## BEGIN Passage provided

SIR CHARLES ADDERLEY

said, that the hon. and learned Member for Chatham (Mr. Gorst) had found a re- markable mare's nest, for he must deny that this was a proposal to alter our tonnage laws as established by the Act of 1854, but, on the contrary, an attempt to carry them out. There was no increase of dues proposed, but what was intended was that the law should be carried out more effectually than it had been hitherto, by bringing within the measure of tonnage spaces available for cargo, such as deck cargoes, which had escaped both unjustly and mischievously hitherto. What the Government had said with regard to foreign ships was, that they would consider what could be done with respect to those ships loading in our ports, not merely arriving in our ports, which was a very different thing. It was for the Committee to consider whether or not it was wise to keep up an exemption from measurement, which was practically a premium on deck loading. This clause proposed to take away that premium, and he maintained that it was most wise and prudent to do so. Nothing had prevented it hitherto but the failure of devising a method of measurement.

MR. W. E. FORSTER

said, that after what had been stated by the right hon. Gentleman he should feel it necessary to vote with the hon. Member for Derby, and very much because of what had been stated from the Treasury Bench. It was admitted that deck cargoes were one of the greatest possible dangers to life, but this clause, it was acknowledged, would have very little effect. It merely took away a small premium on deck loading. But the Chancellor of the Exchequer told them that the Canadian Government had adopted a plan which answered; why did the Board of Trade not adopt that plan?

MR. T. BRASSEY

said, the danger of deck cargoes varied according to the description of goods carried. He had seen on the 9th of December a deck cargo of cotton from Smyrna to Barcelona carried without the slightest danger, and agricultural machinery could also be safely carried almost at any time; but as regarded the carriage of timber on deck the Royal Commission of which he was a Member arrived at the unanimous conclusion that at least in the winter months, it was a most dangerous proceeding, and should be absolutely prohibited. There might be difficulties in carrying out that recommendation, but, after all he had heard, he maintained there was no impossibility in prohibiting what was generally admitted to be a most dangerous practice. Mr. Rankin, one of the largest merchants at Liverpool in the timber trade, told the Commission that his firm had resolved never again to carry across the North Atlantic in the winter months deck cargoes of timber. He therefore hoped the Government would withdraw the clause, and on the Report bring up some proposal which would be more effectual for the purpose they all had in view.

THE ATTORNEY GENERAL

said, he thought that the scope of the clause was misapprehended. It did not deal with deck cargoes in the way of prohibition; but whatever its effects might be, it was simply a tonnage clause. Nobody could say that it was unfair to reckon goods carried on deck as part of the tonnage of the ship. The hon. and learned Member for Chatham had spoken of Conventions with other countries, and held, while he was speaking, a most portentous volume in his hand, but he did not read a line from it to the Committee or produce anything to show that the Conventions he mentioned touched the question at issue. The clause was not intended directly to prevent deck loading, provided no disadvantage would accrue. The hon. and learned Member for Oxford (Sir William Harcourt) had talked of the capacity of the Board of Trade, and no doubt if his hon. and learned Friend had the control himself of all the Departments of the State there would be no difficulties at all in any of them under his enlightened management. It was said they ought to have a clause to prevent the carrying of deck cargoes of a certain description; but we must be careful lest by unwise restrictions we transferred to foreigners the carrying trade of the country, and we must also beware of imposing such restrictions on foreigners as would provoke retaliation.

## END Passage provided

Tasks to perform
1. Answer these questions about the debate on deck cargoes:
(a) Which cargo did Mr. T. Brassey see carried on deck without danger on the 9th of December, and on what route?
(b) According to Mr. W. E. Forster, which government did the Chancellor of the Exchequer say had adopted a plan that answered?
(c) What did the Attorney General say the hon. and learned Member for Chatham held in his hand while speaking?
2. Extend the debate on deck cargoes beyond its final sentence.

## BEGIN Records shown

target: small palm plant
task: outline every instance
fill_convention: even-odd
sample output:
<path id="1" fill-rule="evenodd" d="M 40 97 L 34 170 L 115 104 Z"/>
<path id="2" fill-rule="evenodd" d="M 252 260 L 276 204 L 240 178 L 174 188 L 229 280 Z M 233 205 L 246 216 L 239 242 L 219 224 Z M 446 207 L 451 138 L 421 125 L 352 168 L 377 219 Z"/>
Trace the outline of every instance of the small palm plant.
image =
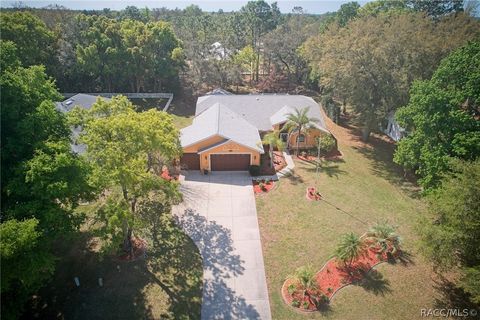
<path id="1" fill-rule="evenodd" d="M 371 248 L 379 250 L 379 253 L 394 255 L 400 251 L 402 239 L 396 233 L 397 226 L 381 222 L 373 227 L 365 235 L 365 241 Z"/>
<path id="2" fill-rule="evenodd" d="M 292 280 L 297 290 L 302 292 L 302 300 L 305 296 L 310 297 L 310 294 L 316 293 L 319 290 L 315 272 L 311 266 L 302 266 L 295 270 L 295 273 L 288 277 Z"/>
<path id="3" fill-rule="evenodd" d="M 335 256 L 350 268 L 365 253 L 365 242 L 355 233 L 344 234 L 335 249 Z"/>
<path id="4" fill-rule="evenodd" d="M 285 124 L 288 129 L 289 134 L 292 132 L 297 132 L 297 144 L 296 144 L 296 155 L 298 156 L 298 151 L 300 149 L 300 135 L 302 133 L 308 132 L 311 128 L 314 127 L 315 122 L 318 119 L 309 117 L 308 110 L 310 108 L 303 108 L 301 110 L 295 109 L 295 112 L 289 113 L 287 115 L 287 123 Z"/>
<path id="5" fill-rule="evenodd" d="M 272 166 L 272 161 L 273 161 L 273 148 L 277 148 L 278 151 L 282 151 L 283 148 L 285 147 L 285 144 L 282 141 L 282 138 L 280 138 L 280 131 L 279 130 L 274 130 L 272 132 L 267 133 L 262 140 L 263 144 L 268 144 L 270 146 L 270 166 Z"/>

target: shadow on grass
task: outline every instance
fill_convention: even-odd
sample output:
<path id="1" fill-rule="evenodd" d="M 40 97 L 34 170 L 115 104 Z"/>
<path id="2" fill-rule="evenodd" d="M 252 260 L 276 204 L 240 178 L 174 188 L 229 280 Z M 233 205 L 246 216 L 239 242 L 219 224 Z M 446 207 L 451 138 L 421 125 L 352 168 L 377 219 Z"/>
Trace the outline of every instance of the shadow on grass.
<path id="1" fill-rule="evenodd" d="M 393 162 L 395 144 L 372 135 L 368 145 L 353 147 L 356 151 L 372 161 L 372 172 L 376 176 L 388 180 L 399 186 L 412 198 L 421 196 L 420 188 L 416 184 L 416 178 L 406 173 L 403 168 Z"/>
<path id="2" fill-rule="evenodd" d="M 436 274 L 434 289 L 439 294 L 435 298 L 435 307 L 439 309 L 479 310 L 480 306 L 471 301 L 471 296 L 454 282 L 441 274 Z M 475 317 L 472 317 L 472 319 Z M 476 318 L 478 319 L 478 318 Z"/>
<path id="3" fill-rule="evenodd" d="M 234 254 L 231 231 L 192 209 L 176 218 L 203 257 L 202 319 L 258 319 L 259 313 L 223 279 L 243 274 L 244 261 Z"/>
<path id="4" fill-rule="evenodd" d="M 203 273 L 197 247 L 168 206 L 151 202 L 141 210 L 157 216 L 137 234 L 149 242 L 145 259 L 104 256 L 92 234 L 81 233 L 63 243 L 52 281 L 31 299 L 23 319 L 199 319 Z"/>
<path id="5" fill-rule="evenodd" d="M 329 201 L 327 201 L 327 200 L 325 200 L 325 199 L 323 199 L 323 198 L 322 198 L 321 202 L 324 202 L 324 203 L 328 204 L 329 206 L 334 207 L 336 210 L 338 210 L 338 211 L 346 214 L 347 216 L 355 219 L 356 221 L 360 222 L 361 224 L 363 224 L 363 225 L 365 225 L 365 226 L 368 226 L 368 225 L 369 225 L 369 223 L 368 223 L 367 221 L 364 221 L 364 220 L 358 218 L 358 217 L 355 216 L 354 214 L 352 214 L 352 213 L 350 213 L 350 212 L 347 212 L 347 211 L 345 211 L 345 210 L 337 207 L 335 204 L 333 204 L 333 203 L 331 203 L 331 202 L 329 202 Z"/>
<path id="6" fill-rule="evenodd" d="M 317 172 L 317 163 L 314 162 L 312 163 L 312 166 L 305 167 L 305 170 L 310 173 L 316 173 Z M 345 170 L 340 169 L 340 166 L 338 164 L 333 164 L 331 161 L 327 160 L 322 160 L 320 162 L 320 167 L 318 168 L 318 173 L 324 173 L 330 178 L 335 177 L 338 178 L 339 175 L 341 174 L 346 174 L 347 172 Z"/>
<path id="7" fill-rule="evenodd" d="M 285 178 L 287 178 L 288 181 L 290 181 L 290 183 L 293 184 L 294 186 L 305 182 L 300 175 L 295 173 L 295 170 L 292 170 L 292 172 L 286 174 Z"/>
<path id="8" fill-rule="evenodd" d="M 383 275 L 375 269 L 366 272 L 363 275 L 363 279 L 356 284 L 376 296 L 384 297 L 386 294 L 392 293 L 390 281 L 385 279 Z"/>

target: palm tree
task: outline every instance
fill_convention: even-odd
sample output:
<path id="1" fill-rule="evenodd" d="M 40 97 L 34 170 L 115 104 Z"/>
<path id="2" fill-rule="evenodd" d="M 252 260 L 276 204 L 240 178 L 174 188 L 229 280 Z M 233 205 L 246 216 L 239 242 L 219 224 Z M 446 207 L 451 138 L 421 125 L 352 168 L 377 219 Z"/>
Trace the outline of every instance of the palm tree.
<path id="1" fill-rule="evenodd" d="M 300 135 L 302 133 L 308 132 L 313 126 L 314 122 L 318 121 L 316 118 L 311 118 L 308 116 L 309 107 L 303 108 L 301 110 L 295 109 L 295 112 L 289 113 L 287 115 L 287 123 L 285 127 L 288 129 L 291 134 L 293 131 L 297 131 L 297 145 L 296 145 L 296 155 L 298 156 Z"/>
<path id="2" fill-rule="evenodd" d="M 302 291 L 302 298 L 310 293 L 319 290 L 317 279 L 315 278 L 315 271 L 311 266 L 302 266 L 295 270 L 295 273 L 288 277 L 296 285 L 297 289 Z"/>
<path id="3" fill-rule="evenodd" d="M 380 249 L 381 253 L 395 254 L 400 250 L 402 239 L 396 233 L 397 226 L 386 222 L 371 227 L 365 235 L 365 241 L 371 248 Z"/>
<path id="4" fill-rule="evenodd" d="M 342 235 L 335 249 L 335 256 L 344 264 L 351 267 L 353 261 L 361 257 L 365 252 L 365 242 L 353 232 Z"/>
<path id="5" fill-rule="evenodd" d="M 270 146 L 270 166 L 272 166 L 272 161 L 273 161 L 273 148 L 277 148 L 278 151 L 282 151 L 283 148 L 285 147 L 285 144 L 282 141 L 282 138 L 280 138 L 280 131 L 279 130 L 274 130 L 272 132 L 267 133 L 262 140 L 263 144 L 268 144 Z"/>

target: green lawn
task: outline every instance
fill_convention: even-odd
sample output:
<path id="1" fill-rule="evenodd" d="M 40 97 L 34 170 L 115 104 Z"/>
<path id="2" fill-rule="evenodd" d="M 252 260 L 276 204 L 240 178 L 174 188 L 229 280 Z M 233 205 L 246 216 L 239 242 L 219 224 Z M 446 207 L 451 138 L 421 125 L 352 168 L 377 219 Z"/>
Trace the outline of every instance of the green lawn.
<path id="1" fill-rule="evenodd" d="M 170 214 L 156 211 L 155 202 L 148 208 L 152 221 L 136 233 L 149 243 L 147 257 L 134 262 L 101 254 L 97 204 L 78 208 L 87 215 L 86 222 L 78 237 L 58 244 L 55 275 L 29 303 L 23 319 L 200 319 L 203 268 L 198 248 Z M 79 288 L 74 277 L 80 279 Z"/>
<path id="2" fill-rule="evenodd" d="M 343 161 L 323 163 L 318 177 L 313 164 L 296 161 L 292 177 L 257 199 L 273 319 L 420 318 L 420 309 L 432 307 L 436 294 L 414 230 L 423 204 L 394 170 L 391 146 L 383 148 L 383 143 L 373 149 L 338 138 Z M 307 201 L 307 186 L 316 186 L 325 201 Z M 342 289 L 322 313 L 299 315 L 283 303 L 280 288 L 295 268 L 312 264 L 319 270 L 341 234 L 362 234 L 367 225 L 383 220 L 399 226 L 411 263 L 381 264 L 381 277 L 370 288 Z"/>

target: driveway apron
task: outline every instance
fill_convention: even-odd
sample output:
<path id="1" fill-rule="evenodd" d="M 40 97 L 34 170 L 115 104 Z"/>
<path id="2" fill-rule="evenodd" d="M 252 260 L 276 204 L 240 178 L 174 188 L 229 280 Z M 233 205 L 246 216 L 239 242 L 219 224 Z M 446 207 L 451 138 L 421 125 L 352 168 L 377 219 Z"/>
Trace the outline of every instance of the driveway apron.
<path id="1" fill-rule="evenodd" d="M 173 212 L 203 258 L 202 319 L 271 319 L 252 181 L 192 171 Z"/>

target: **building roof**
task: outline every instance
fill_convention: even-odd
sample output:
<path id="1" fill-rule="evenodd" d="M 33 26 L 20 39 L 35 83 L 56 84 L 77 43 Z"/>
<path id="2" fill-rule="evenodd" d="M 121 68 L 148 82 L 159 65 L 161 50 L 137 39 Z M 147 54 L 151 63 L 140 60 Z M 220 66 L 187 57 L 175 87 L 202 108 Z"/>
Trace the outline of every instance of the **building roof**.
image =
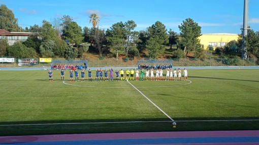
<path id="1" fill-rule="evenodd" d="M 234 33 L 208 33 L 208 34 L 202 34 L 202 35 L 237 35 L 238 34 L 234 34 Z"/>
<path id="2" fill-rule="evenodd" d="M 34 33 L 9 32 L 5 29 L 0 29 L 0 36 L 30 36 Z"/>

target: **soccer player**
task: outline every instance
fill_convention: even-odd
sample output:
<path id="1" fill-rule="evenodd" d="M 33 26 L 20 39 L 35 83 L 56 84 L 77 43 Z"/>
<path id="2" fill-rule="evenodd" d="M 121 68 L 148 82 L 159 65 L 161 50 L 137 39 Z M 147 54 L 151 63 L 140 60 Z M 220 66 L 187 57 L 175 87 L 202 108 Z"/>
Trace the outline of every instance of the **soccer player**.
<path id="1" fill-rule="evenodd" d="M 135 70 L 136 72 L 136 80 L 138 81 L 139 80 L 139 70 L 138 69 L 136 69 Z"/>
<path id="2" fill-rule="evenodd" d="M 170 80 L 173 80 L 173 69 L 170 68 Z"/>
<path id="3" fill-rule="evenodd" d="M 69 74 L 70 77 L 70 81 L 73 82 L 73 70 L 70 70 L 70 71 L 69 72 Z"/>
<path id="4" fill-rule="evenodd" d="M 81 81 L 84 81 L 84 71 L 83 69 L 81 71 Z"/>
<path id="5" fill-rule="evenodd" d="M 155 79 L 154 78 L 154 69 L 153 68 L 151 68 L 151 69 L 150 70 L 150 75 L 151 75 L 151 79 L 152 81 L 152 78 L 153 78 L 153 80 L 155 81 Z"/>
<path id="6" fill-rule="evenodd" d="M 99 70 L 99 76 L 100 76 L 100 81 L 104 81 L 103 78 L 103 70 L 101 68 Z"/>
<path id="7" fill-rule="evenodd" d="M 105 79 L 105 81 L 108 81 L 108 71 L 106 70 L 106 69 L 105 69 L 105 70 L 104 70 L 104 77 Z"/>
<path id="8" fill-rule="evenodd" d="M 134 80 L 134 71 L 133 69 L 131 70 L 131 80 Z"/>
<path id="9" fill-rule="evenodd" d="M 95 76 L 95 81 L 97 79 L 97 81 L 99 80 L 99 69 L 97 68 L 96 70 L 96 76 Z"/>
<path id="10" fill-rule="evenodd" d="M 124 71 L 121 69 L 120 71 L 120 80 L 124 80 Z"/>
<path id="11" fill-rule="evenodd" d="M 160 80 L 164 80 L 163 70 L 162 70 L 162 69 L 160 69 L 160 70 L 159 70 L 159 77 Z"/>
<path id="12" fill-rule="evenodd" d="M 90 69 L 88 70 L 88 80 L 92 81 L 92 72 Z"/>
<path id="13" fill-rule="evenodd" d="M 170 70 L 169 68 L 167 68 L 167 75 L 166 75 L 166 80 L 169 80 L 169 73 L 170 72 Z"/>
<path id="14" fill-rule="evenodd" d="M 119 81 L 119 74 L 120 73 L 119 70 L 117 70 L 117 71 L 115 71 L 115 74 L 116 74 L 116 81 Z"/>
<path id="15" fill-rule="evenodd" d="M 143 81 L 144 78 L 144 74 L 145 73 L 145 70 L 143 68 L 140 71 L 140 80 Z"/>
<path id="16" fill-rule="evenodd" d="M 61 80 L 64 80 L 64 72 L 63 69 L 61 69 L 60 71 Z"/>
<path id="17" fill-rule="evenodd" d="M 128 70 L 128 69 L 126 70 L 126 81 L 128 80 L 128 76 L 130 75 L 130 73 L 131 71 Z"/>
<path id="18" fill-rule="evenodd" d="M 111 81 L 111 79 L 112 81 L 113 81 L 113 70 L 112 69 L 110 69 L 109 70 L 110 71 L 110 81 Z"/>
<path id="19" fill-rule="evenodd" d="M 159 71 L 158 69 L 156 69 L 156 70 L 155 71 L 155 78 L 156 79 L 156 80 L 159 80 Z"/>
<path id="20" fill-rule="evenodd" d="M 75 70 L 75 76 L 76 77 L 76 81 L 77 81 L 77 81 L 79 81 L 79 80 L 78 80 L 78 72 L 77 71 L 77 69 L 76 69 Z"/>
<path id="21" fill-rule="evenodd" d="M 49 81 L 53 81 L 52 72 L 51 71 L 51 70 L 49 70 L 49 72 L 48 72 L 48 74 L 49 75 Z"/>
<path id="22" fill-rule="evenodd" d="M 177 72 L 178 73 L 178 80 L 182 80 L 182 71 L 180 68 L 178 69 Z"/>
<path id="23" fill-rule="evenodd" d="M 175 81 L 177 80 L 177 71 L 176 71 L 176 69 L 175 69 L 174 70 L 174 79 Z"/>
<path id="24" fill-rule="evenodd" d="M 148 80 L 148 78 L 149 77 L 149 71 L 147 69 L 146 71 L 146 81 Z"/>
<path id="25" fill-rule="evenodd" d="M 187 80 L 187 76 L 188 75 L 188 72 L 187 72 L 187 70 L 184 68 L 184 70 L 183 70 L 183 79 L 184 81 Z"/>

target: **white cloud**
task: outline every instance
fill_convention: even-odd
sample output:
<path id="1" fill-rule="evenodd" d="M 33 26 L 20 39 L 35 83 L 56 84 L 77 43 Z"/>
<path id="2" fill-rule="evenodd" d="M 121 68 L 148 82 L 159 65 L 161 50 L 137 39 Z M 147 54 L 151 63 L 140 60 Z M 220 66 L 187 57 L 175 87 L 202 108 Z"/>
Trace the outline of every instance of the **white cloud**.
<path id="1" fill-rule="evenodd" d="M 251 18 L 249 20 L 248 23 L 259 24 L 259 18 Z"/>
<path id="2" fill-rule="evenodd" d="M 19 11 L 31 15 L 37 14 L 39 12 L 39 11 L 36 10 L 29 10 L 26 9 L 19 9 Z"/>

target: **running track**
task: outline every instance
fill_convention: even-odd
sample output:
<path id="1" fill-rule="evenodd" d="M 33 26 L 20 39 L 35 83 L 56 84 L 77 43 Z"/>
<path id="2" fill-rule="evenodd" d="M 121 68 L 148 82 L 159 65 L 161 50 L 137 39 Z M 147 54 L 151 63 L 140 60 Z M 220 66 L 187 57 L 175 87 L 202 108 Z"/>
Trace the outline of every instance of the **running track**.
<path id="1" fill-rule="evenodd" d="M 157 132 L 0 137 L 0 144 L 259 144 L 259 130 Z"/>

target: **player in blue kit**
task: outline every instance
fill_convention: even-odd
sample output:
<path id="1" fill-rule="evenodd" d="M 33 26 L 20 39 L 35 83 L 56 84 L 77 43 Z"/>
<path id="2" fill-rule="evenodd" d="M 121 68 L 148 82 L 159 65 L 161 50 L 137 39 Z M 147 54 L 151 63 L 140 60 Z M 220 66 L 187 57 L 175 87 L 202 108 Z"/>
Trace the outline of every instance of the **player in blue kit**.
<path id="1" fill-rule="evenodd" d="M 71 70 L 69 71 L 69 74 L 70 74 L 70 81 L 73 81 L 73 70 Z"/>
<path id="2" fill-rule="evenodd" d="M 108 81 L 108 71 L 106 69 L 104 71 L 104 77 L 105 78 L 105 81 Z"/>
<path id="3" fill-rule="evenodd" d="M 97 69 L 96 70 L 96 76 L 95 76 L 95 81 L 97 79 L 97 81 L 98 81 L 99 80 L 99 69 Z"/>
<path id="4" fill-rule="evenodd" d="M 102 69 L 100 69 L 99 70 L 100 73 L 99 75 L 100 76 L 100 81 L 104 81 L 103 78 L 103 70 Z"/>
<path id="5" fill-rule="evenodd" d="M 88 80 L 92 81 L 92 72 L 90 69 L 88 70 Z"/>
<path id="6" fill-rule="evenodd" d="M 75 70 L 75 77 L 76 78 L 76 81 L 77 81 L 77 81 L 79 81 L 79 80 L 78 80 L 78 72 L 77 71 L 77 69 L 76 69 Z"/>
<path id="7" fill-rule="evenodd" d="M 84 81 L 84 71 L 82 70 L 81 71 L 81 81 Z"/>
<path id="8" fill-rule="evenodd" d="M 61 80 L 64 80 L 64 70 L 63 69 L 61 69 L 60 71 L 60 77 L 61 77 Z"/>
<path id="9" fill-rule="evenodd" d="M 49 72 L 48 72 L 48 74 L 49 75 L 49 81 L 53 81 L 52 72 L 50 70 L 49 70 Z"/>
<path id="10" fill-rule="evenodd" d="M 119 70 L 117 70 L 116 71 L 115 71 L 115 74 L 116 74 L 116 81 L 117 81 L 119 80 Z"/>

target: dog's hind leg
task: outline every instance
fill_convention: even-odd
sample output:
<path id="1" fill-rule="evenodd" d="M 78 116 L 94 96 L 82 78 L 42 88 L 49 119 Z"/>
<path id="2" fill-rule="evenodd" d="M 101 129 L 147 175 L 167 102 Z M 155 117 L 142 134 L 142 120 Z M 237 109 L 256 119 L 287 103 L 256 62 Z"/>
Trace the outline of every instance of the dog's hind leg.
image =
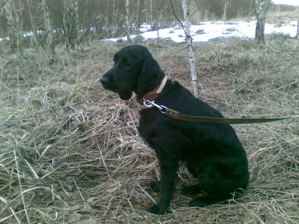
<path id="1" fill-rule="evenodd" d="M 169 205 L 174 189 L 175 181 L 177 176 L 176 171 L 179 168 L 179 162 L 178 159 L 172 159 L 171 158 L 168 159 L 159 161 L 161 169 L 161 180 L 158 182 L 160 183 L 159 189 L 161 197 L 160 201 L 151 207 L 150 209 L 151 212 L 155 214 L 163 214 L 165 213 Z"/>

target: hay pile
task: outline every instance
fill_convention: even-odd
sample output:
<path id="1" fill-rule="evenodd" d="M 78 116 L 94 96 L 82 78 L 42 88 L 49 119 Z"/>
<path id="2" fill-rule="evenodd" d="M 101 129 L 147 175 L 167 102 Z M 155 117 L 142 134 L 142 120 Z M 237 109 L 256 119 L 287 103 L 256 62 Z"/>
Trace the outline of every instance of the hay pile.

## END Records shown

The responses
1.
(a) Cotton, from Smyrna to Barcelona.
(b) The Canadian Government.
(c) A most portentous volume.

2.
SIR WILLIAM HARCOURT

said, he was glad to have heard the speech of the hon. and learned Gentleman the Attorney General, for with that admirable innocence which distinguished him he had directly contradicted the views expressed by the right hon. Gentleman the President of the Board of Trade. The cat was now out of the bag, for the clause although ostensibly one to pre- vent deck cargoes; yet it appeared that it did nothing to effect that object, and that they were going under a sham clause to carry out a tonnage policy. Let the country clearly understand that by this clause the Board of Trade did not pretend to discourage deck cargoes, or to do anything to save life. Let it be clearly understood that the Government were not prepared to devise any measure to prevent the dangers of deck cargoes. He would recommend that after what the Attorney General had said the hon. Member for Derby(Mr. Plimsoll) had better treat the clause as a mere tonnage clause, and that the Government should, on the Report, bring up some other clause to protect life at sea, embodying the system adopted by Canada, the greatest exporting country of timber in the world.

SIR CHARLES ADDERLEY

said, the attempts of the hon. and learned Member opposite (Sir William Harcourt) to mystify the Committee were futile, because the matter was as plain as plain could be. The Chancellor of the Exchequer had expressly said that the Government did not see its way to prohibit deck cargoes arriving in this country; but he did think that by doing away with what was practically a bonus on deck cargoes, and bringing them within measurement according to the tonnage laws, much good might be anticipated. The clause did not alter the tonnage laws, it merely brought deck cargoes into tonnage measurement in common with other cargo. This portion of the burden of the ship which had hitherto escaped, more than any other portion of the cargo ought to be included. This device for measuring in deck cargo he had described as a "happy thought," and he believed that it met the difficulty. The hon. Member for Hastings (Mr. T. Brassey) admitted that the clause, so far as it went, was good. Then why did he not support it?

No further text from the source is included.